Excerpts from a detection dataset
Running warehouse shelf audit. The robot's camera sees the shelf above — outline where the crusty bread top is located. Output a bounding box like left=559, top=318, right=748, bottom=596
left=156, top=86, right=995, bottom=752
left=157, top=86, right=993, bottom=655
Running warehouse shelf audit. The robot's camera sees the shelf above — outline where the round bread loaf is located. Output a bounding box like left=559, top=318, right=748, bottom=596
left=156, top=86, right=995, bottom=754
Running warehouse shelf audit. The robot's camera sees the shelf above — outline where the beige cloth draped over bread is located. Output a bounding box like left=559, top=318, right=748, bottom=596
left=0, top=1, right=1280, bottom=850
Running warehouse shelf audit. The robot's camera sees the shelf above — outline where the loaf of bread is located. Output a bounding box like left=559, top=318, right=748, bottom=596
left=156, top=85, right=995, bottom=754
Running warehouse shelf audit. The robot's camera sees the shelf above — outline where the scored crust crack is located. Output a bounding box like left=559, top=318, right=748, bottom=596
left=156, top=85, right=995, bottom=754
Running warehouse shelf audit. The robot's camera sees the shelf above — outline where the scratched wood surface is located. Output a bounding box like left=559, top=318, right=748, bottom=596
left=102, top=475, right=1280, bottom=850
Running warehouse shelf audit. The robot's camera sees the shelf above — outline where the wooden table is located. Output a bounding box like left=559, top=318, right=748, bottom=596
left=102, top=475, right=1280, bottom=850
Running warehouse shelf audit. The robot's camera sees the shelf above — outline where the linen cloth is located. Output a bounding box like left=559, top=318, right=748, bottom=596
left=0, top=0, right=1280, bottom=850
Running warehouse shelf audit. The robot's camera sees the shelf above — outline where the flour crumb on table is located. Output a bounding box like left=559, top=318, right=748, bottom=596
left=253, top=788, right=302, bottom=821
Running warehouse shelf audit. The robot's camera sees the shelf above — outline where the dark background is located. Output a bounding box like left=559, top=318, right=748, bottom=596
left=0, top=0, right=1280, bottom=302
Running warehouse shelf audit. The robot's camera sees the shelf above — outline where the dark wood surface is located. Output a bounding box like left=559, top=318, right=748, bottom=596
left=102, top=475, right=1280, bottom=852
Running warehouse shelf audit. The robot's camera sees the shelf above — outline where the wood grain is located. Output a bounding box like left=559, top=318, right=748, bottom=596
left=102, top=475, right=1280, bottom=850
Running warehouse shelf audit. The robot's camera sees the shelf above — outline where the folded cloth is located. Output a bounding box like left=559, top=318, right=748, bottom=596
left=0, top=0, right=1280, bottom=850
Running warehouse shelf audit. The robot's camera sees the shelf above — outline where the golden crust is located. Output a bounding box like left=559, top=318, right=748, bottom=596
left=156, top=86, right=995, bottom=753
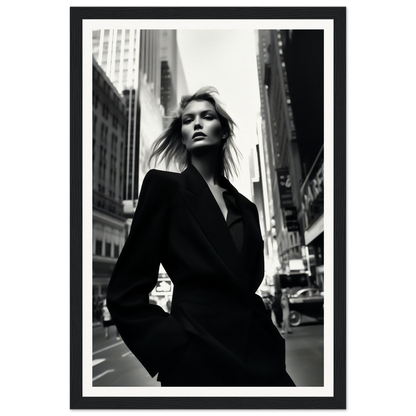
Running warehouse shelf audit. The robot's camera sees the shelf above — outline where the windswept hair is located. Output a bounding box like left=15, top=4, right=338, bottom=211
left=149, top=87, right=241, bottom=177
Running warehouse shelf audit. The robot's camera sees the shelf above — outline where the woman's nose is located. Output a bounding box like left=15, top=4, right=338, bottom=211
left=194, top=118, right=202, bottom=130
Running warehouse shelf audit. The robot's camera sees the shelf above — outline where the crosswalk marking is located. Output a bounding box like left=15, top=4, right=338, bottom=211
left=92, top=369, right=115, bottom=381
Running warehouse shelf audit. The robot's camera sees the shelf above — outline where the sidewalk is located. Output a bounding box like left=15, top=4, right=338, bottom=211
left=284, top=323, right=324, bottom=387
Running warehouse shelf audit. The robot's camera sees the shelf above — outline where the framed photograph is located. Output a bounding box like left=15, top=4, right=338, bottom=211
left=65, top=2, right=352, bottom=415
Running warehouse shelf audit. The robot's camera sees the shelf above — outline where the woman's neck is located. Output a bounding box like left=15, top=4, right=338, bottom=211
left=191, top=155, right=219, bottom=185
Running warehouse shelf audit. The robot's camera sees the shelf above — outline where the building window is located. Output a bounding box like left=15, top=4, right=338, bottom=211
left=105, top=243, right=111, bottom=257
left=95, top=240, right=103, bottom=256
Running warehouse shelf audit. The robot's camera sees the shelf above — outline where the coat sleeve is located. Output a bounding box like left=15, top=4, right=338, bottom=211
left=107, top=170, right=189, bottom=377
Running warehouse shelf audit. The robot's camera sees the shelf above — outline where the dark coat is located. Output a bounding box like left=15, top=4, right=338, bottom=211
left=107, top=165, right=294, bottom=386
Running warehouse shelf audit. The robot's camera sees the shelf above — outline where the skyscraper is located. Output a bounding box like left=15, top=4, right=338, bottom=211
left=93, top=29, right=187, bottom=210
left=257, top=30, right=323, bottom=287
left=92, top=59, right=126, bottom=301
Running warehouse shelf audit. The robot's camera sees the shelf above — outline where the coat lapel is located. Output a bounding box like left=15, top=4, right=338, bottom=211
left=182, top=165, right=249, bottom=290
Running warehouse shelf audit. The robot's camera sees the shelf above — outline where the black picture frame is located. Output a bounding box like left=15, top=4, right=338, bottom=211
left=65, top=2, right=352, bottom=415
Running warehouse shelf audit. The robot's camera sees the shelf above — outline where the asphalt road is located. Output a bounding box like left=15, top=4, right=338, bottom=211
left=93, top=322, right=324, bottom=387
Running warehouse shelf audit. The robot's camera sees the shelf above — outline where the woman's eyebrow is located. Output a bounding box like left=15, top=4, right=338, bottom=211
left=182, top=110, right=215, bottom=118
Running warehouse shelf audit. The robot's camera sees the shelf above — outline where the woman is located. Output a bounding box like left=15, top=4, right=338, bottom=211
left=107, top=87, right=294, bottom=386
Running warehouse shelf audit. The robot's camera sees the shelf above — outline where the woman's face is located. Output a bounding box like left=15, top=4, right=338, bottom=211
left=182, top=100, right=224, bottom=152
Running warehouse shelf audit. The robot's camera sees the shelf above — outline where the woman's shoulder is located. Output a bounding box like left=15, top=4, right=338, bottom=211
left=144, top=169, right=180, bottom=182
left=143, top=169, right=180, bottom=190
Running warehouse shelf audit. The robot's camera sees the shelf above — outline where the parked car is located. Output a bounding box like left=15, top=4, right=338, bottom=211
left=288, top=287, right=324, bottom=326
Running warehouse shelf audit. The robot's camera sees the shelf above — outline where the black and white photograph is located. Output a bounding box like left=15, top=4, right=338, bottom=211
left=68, top=3, right=348, bottom=414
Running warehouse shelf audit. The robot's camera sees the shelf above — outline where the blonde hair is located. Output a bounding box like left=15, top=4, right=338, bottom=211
left=149, top=87, right=241, bottom=177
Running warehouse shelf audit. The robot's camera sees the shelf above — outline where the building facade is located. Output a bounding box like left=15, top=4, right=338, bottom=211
left=92, top=59, right=127, bottom=308
left=257, top=30, right=323, bottom=286
left=93, top=29, right=188, bottom=314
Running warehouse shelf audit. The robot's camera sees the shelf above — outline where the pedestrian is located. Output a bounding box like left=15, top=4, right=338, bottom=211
left=101, top=299, right=120, bottom=339
left=272, top=289, right=283, bottom=328
left=107, top=87, right=294, bottom=387
left=281, top=290, right=292, bottom=334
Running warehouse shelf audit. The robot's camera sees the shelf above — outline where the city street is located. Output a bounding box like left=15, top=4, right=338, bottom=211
left=93, top=322, right=324, bottom=387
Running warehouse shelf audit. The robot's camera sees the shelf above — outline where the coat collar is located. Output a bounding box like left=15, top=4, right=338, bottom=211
left=181, top=165, right=256, bottom=290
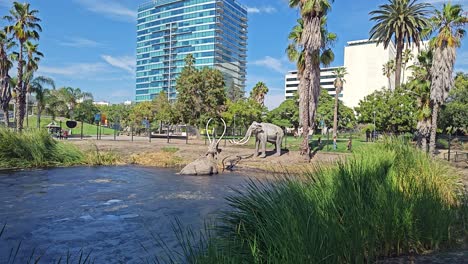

= AIM =
Can you copy every one of the lines above word for word, leaving the pictures out?

= ANSWER TO THE TASK =
Running warehouse shelf audit. The robot's camera sees the shelf above — outline where the crusty bread top is located. Output a bounding box like left=559, top=318, right=748, bottom=596
left=156, top=86, right=995, bottom=752
left=157, top=86, right=993, bottom=655
Running warehouse shelf audit. The robot's camera sees the shelf above — outline where the round bread loaf is located. Output a bounding box like left=559, top=318, right=748, bottom=596
left=156, top=86, right=995, bottom=754
Running warehouse shelf audit. The robot's camera sees the shelf above — outline where the beige cloth draped over bread is located. Output a bounding box like left=559, top=318, right=748, bottom=596
left=0, top=1, right=1280, bottom=850
Running warehouse shelf audit. The robot's camera sees the shelf above — outline where the loaf of bread is located. Output a bounding box like left=559, top=318, right=748, bottom=596
left=156, top=85, right=995, bottom=754
Running warehouse shelf audit. The robot's camera sees the shelf above — outline where the scored crust crack is located. Output a bounding box like left=559, top=318, right=748, bottom=596
left=156, top=85, right=995, bottom=754
Running warehouse shelf audit. The robot's camera sees the shelf above — outline where the scratched wood surface is located. Output a bounding box like left=559, top=318, right=748, bottom=596
left=102, top=475, right=1280, bottom=850
Running warehouse shelf audit. The robot's camera sees the shelf above — outline where the wooden table is located. Output a bounding box like left=559, top=318, right=748, bottom=596
left=102, top=475, right=1280, bottom=850
Running warehouse shelf audit. The robot's camera sees the shelf above — outline where the linen cloth is located. Output a bounding box like left=559, top=318, right=748, bottom=596
left=0, top=0, right=1280, bottom=850
Running warehouse shelf audit. The robot's camera sees the shelf above — outline where the flour crumb on table is located. Output a bounding box like left=559, top=318, right=748, bottom=596
left=253, top=788, right=302, bottom=821
Running warehouse shelf audit. The robot's camera sees the shelf above — outline where the dark background is located. Output a bounding box like left=559, top=318, right=748, bottom=596
left=0, top=0, right=1280, bottom=302
Running warehouse shelf audit. The robot's camera sees the shelf above — outline where the dark wood surface is located. Output a bounding box like left=559, top=318, right=748, bottom=596
left=102, top=475, right=1280, bottom=852
Running warehouse shelf audit. The robot's camera sees the shelf above — outline where the wood grain is located. Output a bounding box like left=559, top=318, right=748, bottom=596
left=102, top=475, right=1280, bottom=850
Running warehouse shelf audit. The robot's camera sees the shelf above — outline where the folded cloth is located. Output a bounding box like left=559, top=318, right=748, bottom=596
left=0, top=0, right=1280, bottom=850
Running warehouse shelf audit. The robot's camera sees the shelf above — outline where the golden crust is located. Output a bounding box like left=559, top=318, right=748, bottom=596
left=156, top=86, right=995, bottom=753
Running warehouse shelf audit. The robot's camera sees the shelf above — outline where the windswept hair is located. Output a bounding box like left=15, top=4, right=338, bottom=211
left=149, top=87, right=241, bottom=177
Running warehouse shelf audit. The robot's camera sees the shelf above — outline where the woman's nose is located. Output a bounding box like left=15, top=4, right=338, bottom=211
left=194, top=118, right=202, bottom=130
Running warehouse shelf audit. The robot's camera sees the shelf above — outline where the crosswalk marking is located. Output a bounding box like left=15, top=4, right=338, bottom=211
left=92, top=369, right=115, bottom=381
Running warehouse shelf audit. The robot's camera sees the shelf above — outline where the sidewalk is located. Output a bounding box like left=15, top=4, right=338, bottom=211
left=284, top=323, right=324, bottom=387
Running warehouse shelf audit. The robot's camera sees the shelf above — outline where the framed photograph is located. Output a bounding box like left=15, top=4, right=338, bottom=211
left=65, top=2, right=352, bottom=415
Running warehouse shelf audit. The robot's camera sees the shelf above — outline where the woman's neck is located. Output a bounding box like left=15, top=4, right=338, bottom=211
left=191, top=155, right=219, bottom=185
Running warehouse shelf audit. The robot's camera sees the shelf above — outline where the building window is located. Output a bounding box like left=15, top=4, right=338, bottom=211
left=105, top=243, right=111, bottom=257
left=95, top=240, right=103, bottom=256
Running warehouse shelf audit. The robot's camera sees the shelf above — outline where the coat sleeve is located. Output a bounding box like left=15, top=4, right=338, bottom=211
left=107, top=170, right=189, bottom=377
Running warehouse shelf audit. The robot's camera sees the shelf above — outline where the dark coat is located. Output a bounding box like left=15, top=4, right=338, bottom=211
left=107, top=165, right=294, bottom=386
Running warehouse shelf audit. The robot's camera sees the shelf above — outline where the skyscraper is located. Output a bounding box like left=15, top=4, right=338, bottom=211
left=93, top=29, right=187, bottom=210
left=257, top=30, right=323, bottom=287
left=92, top=59, right=126, bottom=301
Running warehouse shelf audit. The robot's camera sees the shelf above — outline where the coat lapel is located. Output a bounding box like left=15, top=4, right=338, bottom=211
left=182, top=165, right=249, bottom=290
Running warehouse shelf audit. The robot's camera sees the shelf above — outline where the black picture frame is located. Output a bounding box like left=15, top=4, right=338, bottom=211
left=65, top=2, right=352, bottom=415
Running warehouse shelf audit. The robot's camera sees the shelf above — outline where the asphalt road is located. Output a bounding box like left=15, top=4, right=338, bottom=211
left=93, top=322, right=324, bottom=387
Running warehouse shelf audit. The robot's camera sees the shelf above — outline where the woman's eyebrow is located. Output a bounding box like left=15, top=4, right=338, bottom=211
left=182, top=110, right=215, bottom=118
Running warehouse shelf audit. The robot's camera sees the shelf above — outline where the woman is located. Output a bounding box like left=15, top=4, right=338, bottom=211
left=107, top=87, right=294, bottom=386
Running warehouse shelf audit. The robot's camera sees the shelf above — outline where the woman's face is located. Output a bounding box like left=15, top=4, right=338, bottom=211
left=182, top=100, right=224, bottom=152
Running warehouse shelf audit. The robot's camera sees the shelf above — outline where the woman's shoulder is located. Output a bounding box like left=15, top=4, right=338, bottom=211
left=144, top=169, right=180, bottom=182
left=143, top=169, right=180, bottom=190
Running warehouse shelf audit. The robot's camera sees the shelf above — outline where the parked car is located. Output a bounding box like left=15, top=4, right=338, bottom=211
left=288, top=287, right=324, bottom=326
Running warehouse shelf audit. The robot's camera sees the shelf above — outline where the black and white photograph is located. Output a bounding box like left=15, top=4, right=338, bottom=211
left=68, top=3, right=348, bottom=414
Running warehouse shelf audit. The robot's camera sees the shelf above — outline where the blonde hair is located. Output a bounding box like left=15, top=4, right=338, bottom=211
left=149, top=87, right=241, bottom=177
Running warehouse shelf audit. The robot's camera sees the shelf above — outline where the building facade is located. Output a bounding box like left=15, top=4, right=338, bottom=211
left=92, top=59, right=127, bottom=308
left=257, top=30, right=323, bottom=286
left=93, top=29, right=188, bottom=314
Running warehouse shelf audit. The robot's camera sees the shelf above — outline where the pedestrian is located. Output a bounding box like left=15, top=4, right=338, bottom=211
left=101, top=299, right=120, bottom=339
left=272, top=289, right=283, bottom=328
left=107, top=87, right=294, bottom=387
left=281, top=290, right=292, bottom=334
Running warehouse shelf audit. The robot's camera sees the shelf above — outline where the city street is located. Output a bounding box like left=15, top=4, right=338, bottom=211
left=93, top=322, right=324, bottom=387
Running warehouse shelf audit. The robot's camera sees the shelf above — outline where the coat collar is located. Output a bounding box like left=15, top=4, right=338, bottom=211
left=181, top=165, right=256, bottom=290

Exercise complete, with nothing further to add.